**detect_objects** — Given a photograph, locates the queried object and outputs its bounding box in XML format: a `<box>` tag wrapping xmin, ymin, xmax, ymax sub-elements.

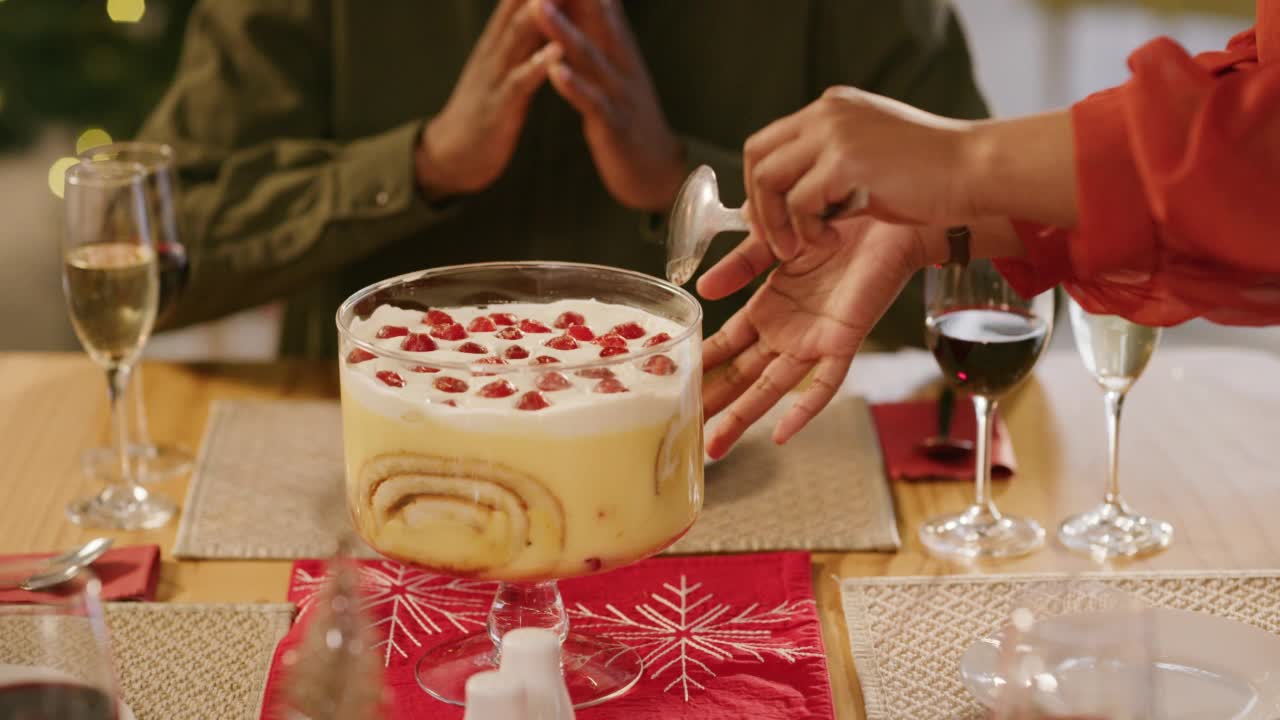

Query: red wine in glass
<box><xmin>0</xmin><ymin>682</ymin><xmax>118</xmax><ymax>720</ymax></box>
<box><xmin>927</xmin><ymin>307</ymin><xmax>1048</xmax><ymax>397</ymax></box>
<box><xmin>155</xmin><ymin>242</ymin><xmax>189</xmax><ymax>325</ymax></box>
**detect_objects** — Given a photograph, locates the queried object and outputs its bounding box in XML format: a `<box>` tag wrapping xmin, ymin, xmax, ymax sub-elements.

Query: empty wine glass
<box><xmin>81</xmin><ymin>142</ymin><xmax>192</xmax><ymax>483</ymax></box>
<box><xmin>1057</xmin><ymin>300</ymin><xmax>1174</xmax><ymax>559</ymax></box>
<box><xmin>993</xmin><ymin>579</ymin><xmax>1157</xmax><ymax>720</ymax></box>
<box><xmin>63</xmin><ymin>160</ymin><xmax>174</xmax><ymax>530</ymax></box>
<box><xmin>0</xmin><ymin>561</ymin><xmax>123</xmax><ymax>720</ymax></box>
<box><xmin>919</xmin><ymin>254</ymin><xmax>1053</xmax><ymax>559</ymax></box>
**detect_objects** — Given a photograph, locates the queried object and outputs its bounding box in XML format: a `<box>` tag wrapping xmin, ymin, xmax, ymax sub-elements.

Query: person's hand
<box><xmin>698</xmin><ymin>218</ymin><xmax>937</xmax><ymax>457</ymax></box>
<box><xmin>415</xmin><ymin>0</ymin><xmax>561</xmax><ymax>197</ymax></box>
<box><xmin>744</xmin><ymin>87</ymin><xmax>978</xmax><ymax>261</ymax></box>
<box><xmin>534</xmin><ymin>0</ymin><xmax>685</xmax><ymax>213</ymax></box>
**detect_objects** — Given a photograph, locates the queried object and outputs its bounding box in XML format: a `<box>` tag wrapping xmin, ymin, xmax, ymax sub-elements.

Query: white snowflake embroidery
<box><xmin>570</xmin><ymin>575</ymin><xmax>822</xmax><ymax>702</ymax></box>
<box><xmin>294</xmin><ymin>561</ymin><xmax>494</xmax><ymax>666</ymax></box>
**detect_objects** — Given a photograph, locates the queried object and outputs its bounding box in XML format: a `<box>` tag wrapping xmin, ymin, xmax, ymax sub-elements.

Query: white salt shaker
<box><xmin>498</xmin><ymin>628</ymin><xmax>573</xmax><ymax>720</ymax></box>
<box><xmin>462</xmin><ymin>670</ymin><xmax>529</xmax><ymax>720</ymax></box>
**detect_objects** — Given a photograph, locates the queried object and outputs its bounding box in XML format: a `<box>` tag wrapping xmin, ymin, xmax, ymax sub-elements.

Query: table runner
<box><xmin>0</xmin><ymin>602</ymin><xmax>294</xmax><ymax>720</ymax></box>
<box><xmin>174</xmin><ymin>397</ymin><xmax>899</xmax><ymax>559</ymax></box>
<box><xmin>264</xmin><ymin>552</ymin><xmax>833</xmax><ymax>720</ymax></box>
<box><xmin>841</xmin><ymin>571</ymin><xmax>1280</xmax><ymax>720</ymax></box>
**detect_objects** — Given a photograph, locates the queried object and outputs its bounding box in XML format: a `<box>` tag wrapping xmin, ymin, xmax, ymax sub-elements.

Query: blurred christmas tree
<box><xmin>0</xmin><ymin>0</ymin><xmax>196</xmax><ymax>151</ymax></box>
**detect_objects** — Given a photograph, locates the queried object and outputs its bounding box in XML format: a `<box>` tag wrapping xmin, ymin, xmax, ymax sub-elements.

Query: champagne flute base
<box><xmin>81</xmin><ymin>443</ymin><xmax>195</xmax><ymax>486</ymax></box>
<box><xmin>67</xmin><ymin>486</ymin><xmax>178</xmax><ymax>530</ymax></box>
<box><xmin>1057</xmin><ymin>502</ymin><xmax>1174</xmax><ymax>557</ymax></box>
<box><xmin>415</xmin><ymin>632</ymin><xmax>644</xmax><ymax>710</ymax></box>
<box><xmin>919</xmin><ymin>505</ymin><xmax>1044</xmax><ymax>560</ymax></box>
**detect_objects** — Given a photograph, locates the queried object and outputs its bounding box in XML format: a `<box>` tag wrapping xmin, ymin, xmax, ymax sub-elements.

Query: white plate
<box><xmin>0</xmin><ymin>664</ymin><xmax>137</xmax><ymax>720</ymax></box>
<box><xmin>960</xmin><ymin>609</ymin><xmax>1280</xmax><ymax>720</ymax></box>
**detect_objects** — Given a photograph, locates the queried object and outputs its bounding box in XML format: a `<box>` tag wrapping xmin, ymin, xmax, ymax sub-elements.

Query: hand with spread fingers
<box><xmin>742</xmin><ymin>87</ymin><xmax>975</xmax><ymax>260</ymax></box>
<box><xmin>698</xmin><ymin>218</ymin><xmax>942</xmax><ymax>457</ymax></box>
<box><xmin>415</xmin><ymin>0</ymin><xmax>562</xmax><ymax>197</ymax></box>
<box><xmin>531</xmin><ymin>0</ymin><xmax>685</xmax><ymax>213</ymax></box>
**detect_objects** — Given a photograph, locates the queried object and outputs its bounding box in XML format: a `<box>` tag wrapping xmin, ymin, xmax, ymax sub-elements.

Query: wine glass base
<box><xmin>81</xmin><ymin>445</ymin><xmax>195</xmax><ymax>486</ymax></box>
<box><xmin>1057</xmin><ymin>503</ymin><xmax>1174</xmax><ymax>559</ymax></box>
<box><xmin>415</xmin><ymin>633</ymin><xmax>644</xmax><ymax>710</ymax></box>
<box><xmin>919</xmin><ymin>507</ymin><xmax>1044</xmax><ymax>560</ymax></box>
<box><xmin>67</xmin><ymin>488</ymin><xmax>178</xmax><ymax>530</ymax></box>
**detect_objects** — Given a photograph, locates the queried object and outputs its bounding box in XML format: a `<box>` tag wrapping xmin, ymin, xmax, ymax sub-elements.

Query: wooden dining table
<box><xmin>0</xmin><ymin>350</ymin><xmax>1280</xmax><ymax>719</ymax></box>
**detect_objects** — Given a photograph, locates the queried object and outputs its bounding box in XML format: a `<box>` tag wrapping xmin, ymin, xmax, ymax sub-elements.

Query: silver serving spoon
<box><xmin>18</xmin><ymin>538</ymin><xmax>113</xmax><ymax>592</ymax></box>
<box><xmin>667</xmin><ymin>165</ymin><xmax>869</xmax><ymax>284</ymax></box>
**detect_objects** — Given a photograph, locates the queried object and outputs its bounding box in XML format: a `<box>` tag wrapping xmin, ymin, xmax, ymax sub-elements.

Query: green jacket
<box><xmin>142</xmin><ymin>0</ymin><xmax>986</xmax><ymax>356</ymax></box>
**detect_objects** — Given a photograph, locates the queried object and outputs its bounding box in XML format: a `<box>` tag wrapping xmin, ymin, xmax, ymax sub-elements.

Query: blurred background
<box><xmin>0</xmin><ymin>0</ymin><xmax>1259</xmax><ymax>359</ymax></box>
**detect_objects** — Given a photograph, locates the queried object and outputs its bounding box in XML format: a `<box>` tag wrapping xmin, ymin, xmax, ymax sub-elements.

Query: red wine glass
<box><xmin>81</xmin><ymin>142</ymin><xmax>193</xmax><ymax>484</ymax></box>
<box><xmin>919</xmin><ymin>254</ymin><xmax>1053</xmax><ymax>560</ymax></box>
<box><xmin>0</xmin><ymin>560</ymin><xmax>126</xmax><ymax>720</ymax></box>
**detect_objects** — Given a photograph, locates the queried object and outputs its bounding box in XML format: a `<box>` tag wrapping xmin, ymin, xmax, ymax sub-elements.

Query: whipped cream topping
<box><xmin>342</xmin><ymin>300</ymin><xmax>700</xmax><ymax>432</ymax></box>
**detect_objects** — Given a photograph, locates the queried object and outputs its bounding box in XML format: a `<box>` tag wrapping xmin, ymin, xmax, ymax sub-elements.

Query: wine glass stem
<box><xmin>973</xmin><ymin>395</ymin><xmax>1000</xmax><ymax>520</ymax></box>
<box><xmin>489</xmin><ymin>580</ymin><xmax>568</xmax><ymax>655</ymax></box>
<box><xmin>1102</xmin><ymin>389</ymin><xmax>1124</xmax><ymax>507</ymax></box>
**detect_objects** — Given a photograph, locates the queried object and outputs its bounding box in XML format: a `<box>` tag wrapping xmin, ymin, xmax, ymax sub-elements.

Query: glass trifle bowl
<box><xmin>337</xmin><ymin>263</ymin><xmax>703</xmax><ymax>707</ymax></box>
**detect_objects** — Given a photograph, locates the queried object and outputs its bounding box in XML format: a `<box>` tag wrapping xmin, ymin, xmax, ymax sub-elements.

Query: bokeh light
<box><xmin>76</xmin><ymin>128</ymin><xmax>111</xmax><ymax>155</ymax></box>
<box><xmin>106</xmin><ymin>0</ymin><xmax>147</xmax><ymax>23</ymax></box>
<box><xmin>49</xmin><ymin>158</ymin><xmax>79</xmax><ymax>197</ymax></box>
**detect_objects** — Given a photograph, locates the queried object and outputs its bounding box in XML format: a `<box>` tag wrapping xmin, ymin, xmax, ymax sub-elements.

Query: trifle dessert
<box><xmin>338</xmin><ymin>263</ymin><xmax>703</xmax><ymax>706</ymax></box>
<box><xmin>342</xmin><ymin>299</ymin><xmax>701</xmax><ymax>580</ymax></box>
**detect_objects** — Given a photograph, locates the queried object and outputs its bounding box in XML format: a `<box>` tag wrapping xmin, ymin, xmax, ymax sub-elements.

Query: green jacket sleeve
<box><xmin>141</xmin><ymin>0</ymin><xmax>447</xmax><ymax>325</ymax></box>
<box><xmin>812</xmin><ymin>0</ymin><xmax>987</xmax><ymax>119</ymax></box>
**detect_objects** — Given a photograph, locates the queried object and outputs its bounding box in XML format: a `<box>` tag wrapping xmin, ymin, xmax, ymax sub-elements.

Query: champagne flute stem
<box><xmin>973</xmin><ymin>395</ymin><xmax>1000</xmax><ymax>520</ymax></box>
<box><xmin>106</xmin><ymin>365</ymin><xmax>133</xmax><ymax>487</ymax></box>
<box><xmin>1103</xmin><ymin>389</ymin><xmax>1124</xmax><ymax>509</ymax></box>
<box><xmin>129</xmin><ymin>364</ymin><xmax>152</xmax><ymax>448</ymax></box>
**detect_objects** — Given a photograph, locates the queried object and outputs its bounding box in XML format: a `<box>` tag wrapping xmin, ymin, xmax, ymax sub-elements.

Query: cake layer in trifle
<box><xmin>342</xmin><ymin>294</ymin><xmax>703</xmax><ymax>580</ymax></box>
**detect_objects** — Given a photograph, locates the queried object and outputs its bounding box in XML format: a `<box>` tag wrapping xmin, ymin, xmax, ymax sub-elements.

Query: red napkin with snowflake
<box><xmin>872</xmin><ymin>396</ymin><xmax>1016</xmax><ymax>480</ymax></box>
<box><xmin>262</xmin><ymin>552</ymin><xmax>835</xmax><ymax>720</ymax></box>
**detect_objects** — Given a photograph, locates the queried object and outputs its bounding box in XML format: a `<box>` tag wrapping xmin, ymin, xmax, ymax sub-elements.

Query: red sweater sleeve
<box><xmin>1000</xmin><ymin>32</ymin><xmax>1280</xmax><ymax>325</ymax></box>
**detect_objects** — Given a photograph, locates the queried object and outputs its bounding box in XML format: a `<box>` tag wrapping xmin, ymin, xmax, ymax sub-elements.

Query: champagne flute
<box><xmin>81</xmin><ymin>142</ymin><xmax>192</xmax><ymax>483</ymax></box>
<box><xmin>63</xmin><ymin>159</ymin><xmax>174</xmax><ymax>530</ymax></box>
<box><xmin>1057</xmin><ymin>300</ymin><xmax>1174</xmax><ymax>559</ymax></box>
<box><xmin>0</xmin><ymin>560</ymin><xmax>124</xmax><ymax>720</ymax></box>
<box><xmin>919</xmin><ymin>254</ymin><xmax>1053</xmax><ymax>559</ymax></box>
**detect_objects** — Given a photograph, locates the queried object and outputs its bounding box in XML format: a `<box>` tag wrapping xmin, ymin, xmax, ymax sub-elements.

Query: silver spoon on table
<box><xmin>18</xmin><ymin>538</ymin><xmax>113</xmax><ymax>592</ymax></box>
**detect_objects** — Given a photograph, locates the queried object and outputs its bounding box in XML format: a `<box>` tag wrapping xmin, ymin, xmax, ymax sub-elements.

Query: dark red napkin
<box><xmin>0</xmin><ymin>544</ymin><xmax>160</xmax><ymax>602</ymax></box>
<box><xmin>262</xmin><ymin>552</ymin><xmax>835</xmax><ymax>720</ymax></box>
<box><xmin>872</xmin><ymin>396</ymin><xmax>1016</xmax><ymax>480</ymax></box>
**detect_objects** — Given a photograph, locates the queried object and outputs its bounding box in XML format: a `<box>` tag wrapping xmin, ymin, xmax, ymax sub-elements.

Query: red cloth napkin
<box><xmin>262</xmin><ymin>552</ymin><xmax>835</xmax><ymax>720</ymax></box>
<box><xmin>0</xmin><ymin>544</ymin><xmax>160</xmax><ymax>602</ymax></box>
<box><xmin>872</xmin><ymin>396</ymin><xmax>1016</xmax><ymax>480</ymax></box>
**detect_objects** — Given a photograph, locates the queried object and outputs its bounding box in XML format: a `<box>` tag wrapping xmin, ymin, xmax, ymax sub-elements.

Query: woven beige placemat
<box><xmin>671</xmin><ymin>396</ymin><xmax>900</xmax><ymax>552</ymax></box>
<box><xmin>173</xmin><ymin>400</ymin><xmax>351</xmax><ymax>560</ymax></box>
<box><xmin>0</xmin><ymin>602</ymin><xmax>294</xmax><ymax>720</ymax></box>
<box><xmin>174</xmin><ymin>397</ymin><xmax>899</xmax><ymax>559</ymax></box>
<box><xmin>841</xmin><ymin>571</ymin><xmax>1280</xmax><ymax>720</ymax></box>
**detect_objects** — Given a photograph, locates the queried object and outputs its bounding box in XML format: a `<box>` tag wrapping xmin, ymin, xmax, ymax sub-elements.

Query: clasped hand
<box><xmin>416</xmin><ymin>0</ymin><xmax>685</xmax><ymax>211</ymax></box>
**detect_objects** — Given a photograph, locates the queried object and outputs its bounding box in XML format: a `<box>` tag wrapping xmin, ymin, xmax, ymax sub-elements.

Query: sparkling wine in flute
<box><xmin>63</xmin><ymin>242</ymin><xmax>160</xmax><ymax>366</ymax></box>
<box><xmin>925</xmin><ymin>309</ymin><xmax>1048</xmax><ymax>397</ymax></box>
<box><xmin>1071</xmin><ymin>302</ymin><xmax>1160</xmax><ymax>392</ymax></box>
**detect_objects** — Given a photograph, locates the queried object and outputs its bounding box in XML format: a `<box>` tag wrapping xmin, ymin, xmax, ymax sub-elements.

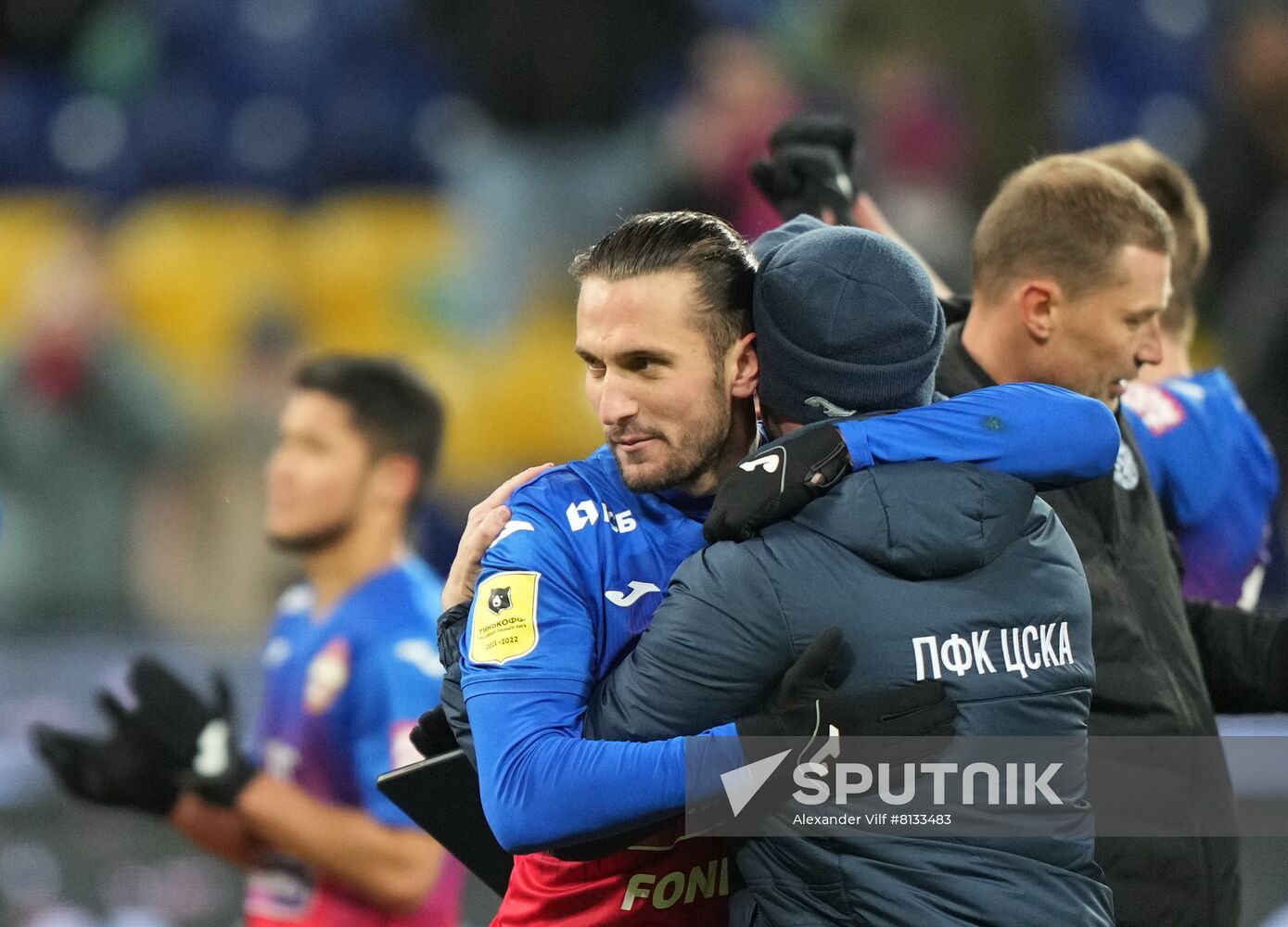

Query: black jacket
<box><xmin>935</xmin><ymin>324</ymin><xmax>1288</xmax><ymax>927</ymax></box>
<box><xmin>585</xmin><ymin>464</ymin><xmax>1113</xmax><ymax>927</ymax></box>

= INSTRUCTION =
Locate every line in the records above that contains the word "sleeve", treating uppercase and lowercase as different, and copy each of those lines in full.

= TASK RESPONSE =
Query: green jacket sleeve
Query: red sweater sleeve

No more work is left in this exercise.